Please return each line of the entries below that contains the word "concrete".

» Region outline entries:
>> begin

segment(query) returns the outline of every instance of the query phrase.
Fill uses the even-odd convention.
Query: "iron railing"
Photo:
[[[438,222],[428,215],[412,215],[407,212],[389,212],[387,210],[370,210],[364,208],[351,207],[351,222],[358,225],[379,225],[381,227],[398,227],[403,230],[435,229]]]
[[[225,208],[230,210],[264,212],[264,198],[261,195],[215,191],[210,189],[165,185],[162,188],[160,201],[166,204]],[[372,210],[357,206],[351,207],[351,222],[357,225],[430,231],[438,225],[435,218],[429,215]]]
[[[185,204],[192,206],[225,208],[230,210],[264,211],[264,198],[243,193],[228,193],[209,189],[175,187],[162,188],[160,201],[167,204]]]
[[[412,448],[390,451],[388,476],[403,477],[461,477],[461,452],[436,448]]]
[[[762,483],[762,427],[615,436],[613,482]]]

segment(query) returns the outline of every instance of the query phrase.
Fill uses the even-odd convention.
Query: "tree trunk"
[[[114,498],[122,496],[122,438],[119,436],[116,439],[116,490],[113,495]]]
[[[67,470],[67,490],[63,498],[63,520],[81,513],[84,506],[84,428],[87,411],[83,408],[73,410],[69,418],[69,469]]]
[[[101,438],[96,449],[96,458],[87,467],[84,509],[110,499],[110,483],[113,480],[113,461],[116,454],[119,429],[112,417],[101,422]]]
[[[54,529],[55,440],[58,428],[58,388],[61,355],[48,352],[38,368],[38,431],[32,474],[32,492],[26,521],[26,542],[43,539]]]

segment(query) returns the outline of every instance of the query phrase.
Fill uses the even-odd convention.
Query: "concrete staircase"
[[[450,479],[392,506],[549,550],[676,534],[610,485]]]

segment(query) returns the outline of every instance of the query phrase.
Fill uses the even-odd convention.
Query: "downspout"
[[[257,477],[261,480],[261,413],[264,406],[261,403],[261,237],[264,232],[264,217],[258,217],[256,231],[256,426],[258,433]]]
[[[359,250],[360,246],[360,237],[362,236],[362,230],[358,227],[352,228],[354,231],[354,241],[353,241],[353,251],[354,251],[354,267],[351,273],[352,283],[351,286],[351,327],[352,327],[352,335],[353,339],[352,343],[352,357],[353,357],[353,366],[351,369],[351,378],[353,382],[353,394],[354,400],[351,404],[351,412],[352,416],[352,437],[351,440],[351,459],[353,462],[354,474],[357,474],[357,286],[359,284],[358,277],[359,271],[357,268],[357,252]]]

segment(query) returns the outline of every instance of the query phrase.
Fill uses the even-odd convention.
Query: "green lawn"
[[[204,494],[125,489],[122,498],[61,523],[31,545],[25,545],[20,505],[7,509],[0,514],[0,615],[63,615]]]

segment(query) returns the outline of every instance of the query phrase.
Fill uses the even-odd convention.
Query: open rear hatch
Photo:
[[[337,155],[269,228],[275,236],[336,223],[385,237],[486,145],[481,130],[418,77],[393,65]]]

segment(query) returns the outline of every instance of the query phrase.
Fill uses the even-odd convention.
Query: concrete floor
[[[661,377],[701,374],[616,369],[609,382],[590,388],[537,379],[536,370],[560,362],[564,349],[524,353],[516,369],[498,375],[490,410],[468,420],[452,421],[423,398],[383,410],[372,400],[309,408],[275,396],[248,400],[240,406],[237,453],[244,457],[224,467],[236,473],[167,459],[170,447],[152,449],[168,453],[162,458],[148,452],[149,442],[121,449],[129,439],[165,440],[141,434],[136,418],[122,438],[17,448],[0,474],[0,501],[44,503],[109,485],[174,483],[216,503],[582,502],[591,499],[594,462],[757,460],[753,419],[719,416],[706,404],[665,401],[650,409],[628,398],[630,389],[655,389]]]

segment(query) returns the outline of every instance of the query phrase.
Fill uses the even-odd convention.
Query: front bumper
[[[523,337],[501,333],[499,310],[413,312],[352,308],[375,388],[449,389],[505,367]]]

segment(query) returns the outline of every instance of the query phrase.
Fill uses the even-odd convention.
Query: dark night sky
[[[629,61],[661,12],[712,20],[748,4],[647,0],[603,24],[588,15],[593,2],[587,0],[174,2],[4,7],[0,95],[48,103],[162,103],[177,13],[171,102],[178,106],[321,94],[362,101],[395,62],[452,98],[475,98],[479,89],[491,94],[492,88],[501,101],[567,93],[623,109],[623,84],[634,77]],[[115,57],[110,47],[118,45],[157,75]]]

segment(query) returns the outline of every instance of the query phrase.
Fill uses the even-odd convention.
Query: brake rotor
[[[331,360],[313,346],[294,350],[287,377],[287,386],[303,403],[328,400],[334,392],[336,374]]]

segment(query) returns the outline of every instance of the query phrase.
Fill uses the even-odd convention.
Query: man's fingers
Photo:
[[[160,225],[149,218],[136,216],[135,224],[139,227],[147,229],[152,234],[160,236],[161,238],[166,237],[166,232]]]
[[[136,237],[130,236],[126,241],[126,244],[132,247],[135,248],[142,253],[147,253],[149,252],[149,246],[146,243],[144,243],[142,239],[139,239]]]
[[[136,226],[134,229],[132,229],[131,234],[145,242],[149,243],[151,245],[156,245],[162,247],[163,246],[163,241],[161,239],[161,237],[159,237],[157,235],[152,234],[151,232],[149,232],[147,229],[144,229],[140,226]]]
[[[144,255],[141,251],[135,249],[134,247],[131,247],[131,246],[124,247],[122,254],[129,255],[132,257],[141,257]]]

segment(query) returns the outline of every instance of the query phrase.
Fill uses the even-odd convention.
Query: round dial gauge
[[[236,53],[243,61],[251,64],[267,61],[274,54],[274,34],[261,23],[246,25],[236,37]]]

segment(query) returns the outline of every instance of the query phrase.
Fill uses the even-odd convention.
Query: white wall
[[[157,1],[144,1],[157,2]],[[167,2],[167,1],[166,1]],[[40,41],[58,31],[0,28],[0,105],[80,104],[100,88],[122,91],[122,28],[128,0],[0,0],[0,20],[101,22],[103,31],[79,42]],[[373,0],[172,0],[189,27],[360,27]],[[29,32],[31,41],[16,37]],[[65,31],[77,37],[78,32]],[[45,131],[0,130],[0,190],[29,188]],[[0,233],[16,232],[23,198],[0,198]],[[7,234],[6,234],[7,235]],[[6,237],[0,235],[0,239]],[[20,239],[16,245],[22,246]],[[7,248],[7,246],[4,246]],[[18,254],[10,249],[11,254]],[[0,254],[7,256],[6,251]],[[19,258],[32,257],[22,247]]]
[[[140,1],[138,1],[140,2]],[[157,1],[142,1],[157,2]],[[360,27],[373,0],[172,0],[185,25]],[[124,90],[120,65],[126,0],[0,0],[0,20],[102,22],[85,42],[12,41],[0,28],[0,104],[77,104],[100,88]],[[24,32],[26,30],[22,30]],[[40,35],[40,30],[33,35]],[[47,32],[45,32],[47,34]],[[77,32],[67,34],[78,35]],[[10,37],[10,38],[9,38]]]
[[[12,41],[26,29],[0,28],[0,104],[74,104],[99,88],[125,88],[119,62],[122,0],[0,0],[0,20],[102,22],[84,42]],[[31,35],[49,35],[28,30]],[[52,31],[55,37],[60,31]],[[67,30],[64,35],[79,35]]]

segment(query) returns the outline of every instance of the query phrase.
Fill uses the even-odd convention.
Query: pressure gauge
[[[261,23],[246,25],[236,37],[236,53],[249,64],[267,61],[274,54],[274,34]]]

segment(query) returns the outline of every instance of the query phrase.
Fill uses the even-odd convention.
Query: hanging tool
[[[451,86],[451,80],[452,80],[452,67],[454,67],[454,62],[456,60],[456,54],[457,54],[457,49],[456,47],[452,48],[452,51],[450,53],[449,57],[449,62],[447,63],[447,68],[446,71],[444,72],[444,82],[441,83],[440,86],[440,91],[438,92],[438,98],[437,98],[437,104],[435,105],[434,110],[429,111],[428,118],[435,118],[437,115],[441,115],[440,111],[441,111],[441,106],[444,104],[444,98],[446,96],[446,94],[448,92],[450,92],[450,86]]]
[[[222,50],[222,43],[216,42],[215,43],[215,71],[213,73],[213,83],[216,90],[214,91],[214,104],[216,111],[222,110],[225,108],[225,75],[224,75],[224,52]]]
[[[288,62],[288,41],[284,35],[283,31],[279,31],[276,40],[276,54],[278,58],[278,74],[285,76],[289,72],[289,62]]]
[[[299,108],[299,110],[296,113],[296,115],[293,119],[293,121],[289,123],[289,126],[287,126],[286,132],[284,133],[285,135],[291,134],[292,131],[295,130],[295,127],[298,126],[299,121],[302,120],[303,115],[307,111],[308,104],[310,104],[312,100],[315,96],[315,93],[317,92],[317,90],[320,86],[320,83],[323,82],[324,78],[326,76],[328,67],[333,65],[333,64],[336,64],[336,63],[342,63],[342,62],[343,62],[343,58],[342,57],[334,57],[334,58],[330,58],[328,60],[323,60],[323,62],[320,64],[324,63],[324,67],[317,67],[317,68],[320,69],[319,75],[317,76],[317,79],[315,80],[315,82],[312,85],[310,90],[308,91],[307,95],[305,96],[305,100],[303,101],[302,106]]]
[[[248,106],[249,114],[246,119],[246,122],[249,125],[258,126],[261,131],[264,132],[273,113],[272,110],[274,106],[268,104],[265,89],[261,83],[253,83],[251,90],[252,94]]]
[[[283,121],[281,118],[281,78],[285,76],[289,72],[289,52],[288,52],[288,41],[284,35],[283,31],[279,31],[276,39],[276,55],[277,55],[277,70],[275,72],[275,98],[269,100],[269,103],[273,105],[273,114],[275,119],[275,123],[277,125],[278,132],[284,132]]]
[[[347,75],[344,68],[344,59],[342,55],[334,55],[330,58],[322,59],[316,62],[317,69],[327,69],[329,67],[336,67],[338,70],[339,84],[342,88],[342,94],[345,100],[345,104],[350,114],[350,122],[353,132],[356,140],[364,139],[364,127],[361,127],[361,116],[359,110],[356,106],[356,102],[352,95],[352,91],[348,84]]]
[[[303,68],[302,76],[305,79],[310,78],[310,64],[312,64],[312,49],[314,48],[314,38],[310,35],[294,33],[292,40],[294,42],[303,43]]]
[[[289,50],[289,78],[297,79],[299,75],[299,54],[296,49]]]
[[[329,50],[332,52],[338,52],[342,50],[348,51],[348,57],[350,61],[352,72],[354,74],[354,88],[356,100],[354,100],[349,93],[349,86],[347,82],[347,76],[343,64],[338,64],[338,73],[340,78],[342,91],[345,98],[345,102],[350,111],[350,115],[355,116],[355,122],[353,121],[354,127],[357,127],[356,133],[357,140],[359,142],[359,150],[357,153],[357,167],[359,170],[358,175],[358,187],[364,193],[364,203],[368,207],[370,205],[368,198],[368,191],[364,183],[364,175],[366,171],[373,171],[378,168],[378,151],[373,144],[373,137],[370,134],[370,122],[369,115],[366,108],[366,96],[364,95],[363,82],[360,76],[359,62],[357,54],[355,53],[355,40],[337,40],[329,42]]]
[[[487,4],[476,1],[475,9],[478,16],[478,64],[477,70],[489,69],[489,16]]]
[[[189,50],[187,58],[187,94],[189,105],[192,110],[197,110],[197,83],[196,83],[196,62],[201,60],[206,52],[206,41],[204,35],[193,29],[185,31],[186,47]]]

>> end

» EXERCISE OUTPUT:
Query: "concrete staircase"
Query: concrete floor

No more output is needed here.